[[ Data in this exercise, beginning ]]
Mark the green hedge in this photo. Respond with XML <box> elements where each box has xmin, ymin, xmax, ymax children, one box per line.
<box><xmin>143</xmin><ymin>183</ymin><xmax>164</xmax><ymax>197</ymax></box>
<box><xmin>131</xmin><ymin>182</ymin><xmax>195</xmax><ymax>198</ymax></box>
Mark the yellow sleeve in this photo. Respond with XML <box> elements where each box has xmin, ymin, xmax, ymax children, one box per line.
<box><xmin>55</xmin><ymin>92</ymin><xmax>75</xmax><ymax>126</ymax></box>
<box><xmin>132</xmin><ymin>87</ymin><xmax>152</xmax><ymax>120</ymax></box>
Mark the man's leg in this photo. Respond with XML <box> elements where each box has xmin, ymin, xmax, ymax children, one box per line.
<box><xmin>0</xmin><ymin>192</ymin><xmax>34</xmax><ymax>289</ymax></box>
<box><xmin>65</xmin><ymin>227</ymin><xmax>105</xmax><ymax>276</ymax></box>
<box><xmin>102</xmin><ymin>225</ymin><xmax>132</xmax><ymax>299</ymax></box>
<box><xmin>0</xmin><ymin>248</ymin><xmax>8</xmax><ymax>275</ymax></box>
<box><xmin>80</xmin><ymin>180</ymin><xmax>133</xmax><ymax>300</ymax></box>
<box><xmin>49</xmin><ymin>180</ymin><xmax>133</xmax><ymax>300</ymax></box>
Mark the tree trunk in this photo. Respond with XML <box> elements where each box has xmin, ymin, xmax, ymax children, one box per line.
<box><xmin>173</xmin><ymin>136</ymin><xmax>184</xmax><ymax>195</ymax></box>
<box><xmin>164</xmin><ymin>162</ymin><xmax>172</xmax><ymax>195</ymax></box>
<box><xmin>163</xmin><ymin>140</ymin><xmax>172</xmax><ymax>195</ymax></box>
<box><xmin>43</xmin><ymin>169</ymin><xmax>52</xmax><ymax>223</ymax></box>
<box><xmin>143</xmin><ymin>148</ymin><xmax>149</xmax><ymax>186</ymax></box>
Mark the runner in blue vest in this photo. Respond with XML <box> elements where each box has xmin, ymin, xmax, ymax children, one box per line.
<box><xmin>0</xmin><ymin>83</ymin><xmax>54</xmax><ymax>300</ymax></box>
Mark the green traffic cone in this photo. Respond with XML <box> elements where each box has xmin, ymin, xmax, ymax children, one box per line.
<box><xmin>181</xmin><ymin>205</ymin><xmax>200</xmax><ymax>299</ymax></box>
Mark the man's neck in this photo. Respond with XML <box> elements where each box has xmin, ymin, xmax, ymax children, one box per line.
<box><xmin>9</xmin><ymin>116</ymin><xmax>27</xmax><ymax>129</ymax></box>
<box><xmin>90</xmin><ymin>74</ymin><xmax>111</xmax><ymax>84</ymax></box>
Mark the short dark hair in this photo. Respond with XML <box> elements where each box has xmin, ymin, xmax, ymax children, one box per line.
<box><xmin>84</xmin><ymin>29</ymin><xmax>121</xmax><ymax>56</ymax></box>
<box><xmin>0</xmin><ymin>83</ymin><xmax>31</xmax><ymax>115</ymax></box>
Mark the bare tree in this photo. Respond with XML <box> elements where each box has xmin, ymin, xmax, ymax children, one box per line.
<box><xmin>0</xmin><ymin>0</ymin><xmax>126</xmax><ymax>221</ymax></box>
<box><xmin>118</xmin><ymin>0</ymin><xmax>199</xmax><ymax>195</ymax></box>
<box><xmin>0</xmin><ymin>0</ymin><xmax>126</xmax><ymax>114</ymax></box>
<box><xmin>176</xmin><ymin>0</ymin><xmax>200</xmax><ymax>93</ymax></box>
[[ Data in this exercise, end ]]
Task to carry out: Full transcription, please: every entry, exactly as written.

Answer to this exercise:
Mark the green hedge in this photo. Respond with XML <box> elements where each box has xmin, ymin, xmax, ymax children, one box per line.
<box><xmin>143</xmin><ymin>183</ymin><xmax>164</xmax><ymax>197</ymax></box>
<box><xmin>131</xmin><ymin>182</ymin><xmax>195</xmax><ymax>198</ymax></box>
Mark the yellow sleeve in this photo. Respond with XML <box> elements where each box has xmin, ymin, xmax, ymax children, one box per line.
<box><xmin>55</xmin><ymin>92</ymin><xmax>75</xmax><ymax>126</ymax></box>
<box><xmin>132</xmin><ymin>87</ymin><xmax>152</xmax><ymax>120</ymax></box>
Mark the man's leg in this photo. Respond with XML <box> elements where each box has xmin, ymin, xmax, ymax children, one box per line.
<box><xmin>0</xmin><ymin>192</ymin><xmax>34</xmax><ymax>289</ymax></box>
<box><xmin>65</xmin><ymin>227</ymin><xmax>105</xmax><ymax>276</ymax></box>
<box><xmin>102</xmin><ymin>225</ymin><xmax>132</xmax><ymax>299</ymax></box>
<box><xmin>0</xmin><ymin>248</ymin><xmax>8</xmax><ymax>275</ymax></box>
<box><xmin>80</xmin><ymin>180</ymin><xmax>133</xmax><ymax>300</ymax></box>
<box><xmin>49</xmin><ymin>180</ymin><xmax>133</xmax><ymax>300</ymax></box>
Mark the tree trunk in this photo. Respond with XML <box> elements where each box has xmin, ymin, xmax, ymax children, one box per line.
<box><xmin>173</xmin><ymin>136</ymin><xmax>184</xmax><ymax>195</ymax></box>
<box><xmin>164</xmin><ymin>162</ymin><xmax>172</xmax><ymax>195</ymax></box>
<box><xmin>163</xmin><ymin>140</ymin><xmax>172</xmax><ymax>195</ymax></box>
<box><xmin>43</xmin><ymin>169</ymin><xmax>52</xmax><ymax>223</ymax></box>
<box><xmin>143</xmin><ymin>148</ymin><xmax>149</xmax><ymax>186</ymax></box>
Mark the runner in blue vest in this photo. Respond with XML <box> elements where each box has xmin, ymin, xmax, ymax children, one box per line.
<box><xmin>0</xmin><ymin>83</ymin><xmax>54</xmax><ymax>300</ymax></box>
Mark the green traffic cone in this photo. Respond with XML <box> elements where each box has xmin, ymin, xmax, ymax children, one box per line.
<box><xmin>181</xmin><ymin>205</ymin><xmax>200</xmax><ymax>299</ymax></box>
Mark the man's neck in this photo. Respond with XML <box> elements where each box has xmin, ymin, xmax, ymax children, one box per line.
<box><xmin>9</xmin><ymin>116</ymin><xmax>27</xmax><ymax>129</ymax></box>
<box><xmin>90</xmin><ymin>74</ymin><xmax>111</xmax><ymax>84</ymax></box>
Mark the short dark hair in this photo. Respond with XML <box> elements where each box has xmin, ymin, xmax, ymax children, one box per line.
<box><xmin>84</xmin><ymin>29</ymin><xmax>121</xmax><ymax>56</ymax></box>
<box><xmin>0</xmin><ymin>83</ymin><xmax>31</xmax><ymax>115</ymax></box>
Mark the bare tree in this photo. Respond with XML <box> elements where each box has xmin, ymin, xmax, ymax children, one box per line.
<box><xmin>0</xmin><ymin>0</ymin><xmax>126</xmax><ymax>221</ymax></box>
<box><xmin>118</xmin><ymin>0</ymin><xmax>199</xmax><ymax>195</ymax></box>
<box><xmin>0</xmin><ymin>0</ymin><xmax>126</xmax><ymax>114</ymax></box>
<box><xmin>176</xmin><ymin>0</ymin><xmax>200</xmax><ymax>93</ymax></box>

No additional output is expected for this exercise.